==== Source material
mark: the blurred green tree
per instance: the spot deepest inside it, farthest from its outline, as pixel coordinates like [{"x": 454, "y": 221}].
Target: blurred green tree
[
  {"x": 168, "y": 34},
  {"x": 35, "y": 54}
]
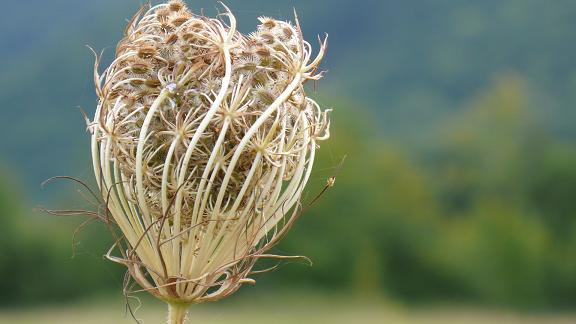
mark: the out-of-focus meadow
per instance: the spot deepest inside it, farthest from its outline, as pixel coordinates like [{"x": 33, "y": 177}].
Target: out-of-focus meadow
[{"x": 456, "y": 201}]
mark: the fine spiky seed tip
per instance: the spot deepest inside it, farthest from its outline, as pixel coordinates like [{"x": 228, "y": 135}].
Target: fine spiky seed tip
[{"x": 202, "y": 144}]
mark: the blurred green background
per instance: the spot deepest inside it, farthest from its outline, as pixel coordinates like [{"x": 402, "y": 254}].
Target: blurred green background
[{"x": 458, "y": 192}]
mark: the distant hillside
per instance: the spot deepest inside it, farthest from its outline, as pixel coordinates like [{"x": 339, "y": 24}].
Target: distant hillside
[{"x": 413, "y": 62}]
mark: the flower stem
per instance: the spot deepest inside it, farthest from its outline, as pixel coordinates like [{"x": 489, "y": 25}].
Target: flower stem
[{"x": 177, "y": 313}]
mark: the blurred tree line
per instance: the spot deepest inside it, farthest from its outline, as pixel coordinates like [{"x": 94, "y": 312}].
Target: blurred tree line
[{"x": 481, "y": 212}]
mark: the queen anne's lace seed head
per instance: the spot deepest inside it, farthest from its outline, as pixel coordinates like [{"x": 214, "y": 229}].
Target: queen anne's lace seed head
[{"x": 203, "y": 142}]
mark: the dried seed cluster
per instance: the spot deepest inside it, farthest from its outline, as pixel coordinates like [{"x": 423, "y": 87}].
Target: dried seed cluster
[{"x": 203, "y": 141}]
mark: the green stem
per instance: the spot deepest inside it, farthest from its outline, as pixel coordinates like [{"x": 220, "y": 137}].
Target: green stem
========
◆ **Stated task**
Copy out every one of the records above word for word, but leave out the pictures.

◆ **Task output**
mark: the blurred green tree
per instance: the spot deepest inside it, farthest from its outline, as pixel coordinates like [{"x": 454, "y": 221}].
Target: blurred green tree
[
  {"x": 168, "y": 34},
  {"x": 35, "y": 54}
]
mark: the out-of-focus meadow
per instance: the spot deepest inside it, farthest from its outline, as pixel coordinates like [{"x": 33, "y": 177}].
Target: out-of-focus meadow
[{"x": 456, "y": 201}]
mark: the fine spiky seed tip
per instance: the spot deepest inside it, farthest from its outline, as pixel coordinates like [{"x": 228, "y": 135}].
Target: fine spiky seed tip
[{"x": 202, "y": 144}]
mark: the blurred green background
per instance: the spot deepest inside it, farthest from its outline, as pixel coordinates like [{"x": 402, "y": 254}].
Target: blurred green background
[{"x": 458, "y": 192}]
mark: the distant hillside
per instance: the spot deepest inside it, farthest from its outline, as pixel coordinates like [{"x": 339, "y": 24}].
Target: distant hillside
[{"x": 413, "y": 62}]
mark: the flower stem
per instance: the spot deepest inside it, farthest from its outline, as pixel coordinates like [{"x": 489, "y": 25}].
Target: flower stem
[{"x": 177, "y": 313}]
mark: the blurred tree line
per instance: the spot deepest inside it, farthest from its outline, as pixel coordinates like [{"x": 94, "y": 312}].
Target: blurred tree line
[{"x": 481, "y": 212}]
mark: the queen anne's lace seed head
per instance: the spot deepest inside it, farthest from its outline, as pixel coordinates like [{"x": 214, "y": 229}].
Target: queen anne's lace seed head
[{"x": 203, "y": 142}]
mark: the dried seed cluster
per instance: the spot deepest inside it, farthest from its outline, as pixel coordinates like [{"x": 423, "y": 87}].
Target: dried seed cluster
[{"x": 203, "y": 141}]
mark: the green stem
per instance: the spot deepest inside it, farthest from its outline, as pixel coordinates like [{"x": 220, "y": 137}].
Target: green stem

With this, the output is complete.